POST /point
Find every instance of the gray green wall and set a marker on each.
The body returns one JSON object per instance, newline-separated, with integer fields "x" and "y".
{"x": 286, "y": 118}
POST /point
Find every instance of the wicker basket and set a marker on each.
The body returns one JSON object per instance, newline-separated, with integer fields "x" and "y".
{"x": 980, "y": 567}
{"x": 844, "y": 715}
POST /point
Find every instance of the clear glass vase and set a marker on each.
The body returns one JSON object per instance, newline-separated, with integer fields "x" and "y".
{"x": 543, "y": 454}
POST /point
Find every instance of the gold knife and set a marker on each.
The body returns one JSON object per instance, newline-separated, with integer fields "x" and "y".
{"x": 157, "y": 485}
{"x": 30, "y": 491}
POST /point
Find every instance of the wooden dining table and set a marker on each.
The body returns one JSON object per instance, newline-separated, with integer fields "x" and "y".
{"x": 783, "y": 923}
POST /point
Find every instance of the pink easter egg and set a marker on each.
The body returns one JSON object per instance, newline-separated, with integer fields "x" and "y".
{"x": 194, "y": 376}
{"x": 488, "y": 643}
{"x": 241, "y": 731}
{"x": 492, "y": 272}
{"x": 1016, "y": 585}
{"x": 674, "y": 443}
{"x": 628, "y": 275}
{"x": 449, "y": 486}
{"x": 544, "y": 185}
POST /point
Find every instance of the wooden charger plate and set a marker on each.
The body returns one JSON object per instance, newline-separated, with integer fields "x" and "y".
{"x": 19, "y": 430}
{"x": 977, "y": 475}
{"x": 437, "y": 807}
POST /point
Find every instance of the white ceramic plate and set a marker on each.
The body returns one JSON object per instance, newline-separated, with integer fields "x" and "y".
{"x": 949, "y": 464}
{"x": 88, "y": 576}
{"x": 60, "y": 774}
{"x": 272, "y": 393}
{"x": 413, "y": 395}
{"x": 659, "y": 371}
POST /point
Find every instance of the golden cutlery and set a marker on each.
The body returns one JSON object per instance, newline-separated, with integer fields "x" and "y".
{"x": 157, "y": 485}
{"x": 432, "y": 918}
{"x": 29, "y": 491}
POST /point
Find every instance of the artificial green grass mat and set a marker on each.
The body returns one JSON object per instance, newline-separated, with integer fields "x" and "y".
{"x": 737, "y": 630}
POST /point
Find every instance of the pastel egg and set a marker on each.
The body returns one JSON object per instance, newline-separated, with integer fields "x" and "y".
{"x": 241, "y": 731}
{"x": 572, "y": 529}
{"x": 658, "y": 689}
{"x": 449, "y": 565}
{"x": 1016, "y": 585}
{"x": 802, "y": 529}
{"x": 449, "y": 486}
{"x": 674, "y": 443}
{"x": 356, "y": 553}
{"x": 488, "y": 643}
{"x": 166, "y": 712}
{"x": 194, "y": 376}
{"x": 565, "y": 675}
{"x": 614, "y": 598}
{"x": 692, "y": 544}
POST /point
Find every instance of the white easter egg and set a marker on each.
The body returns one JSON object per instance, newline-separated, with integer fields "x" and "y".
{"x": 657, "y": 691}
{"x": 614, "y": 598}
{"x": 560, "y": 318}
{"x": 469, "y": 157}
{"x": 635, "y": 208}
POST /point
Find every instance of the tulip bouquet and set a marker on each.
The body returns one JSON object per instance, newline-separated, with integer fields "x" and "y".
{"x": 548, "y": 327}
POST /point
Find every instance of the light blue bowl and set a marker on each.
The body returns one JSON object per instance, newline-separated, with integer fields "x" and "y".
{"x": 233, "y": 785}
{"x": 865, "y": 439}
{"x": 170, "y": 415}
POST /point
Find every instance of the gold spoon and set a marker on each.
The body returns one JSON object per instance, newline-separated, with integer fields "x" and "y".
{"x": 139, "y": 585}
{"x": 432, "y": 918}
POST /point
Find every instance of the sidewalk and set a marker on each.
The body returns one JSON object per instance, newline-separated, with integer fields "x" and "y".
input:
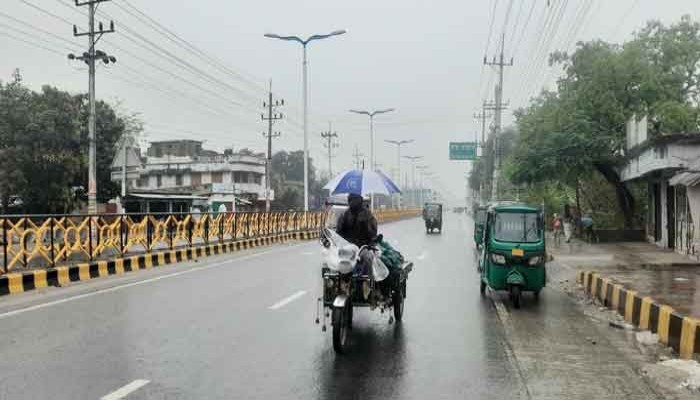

..............................

PROBLEM DESCRIPTION
Locate each line in the material above that contains the word "wooden" and copy those lines out in full.

OUTPUT FOR THIS TASK
Find every instance of the wooden dining table and set a marker on each.
Find every instance of the wooden charger plate and set a marker on each.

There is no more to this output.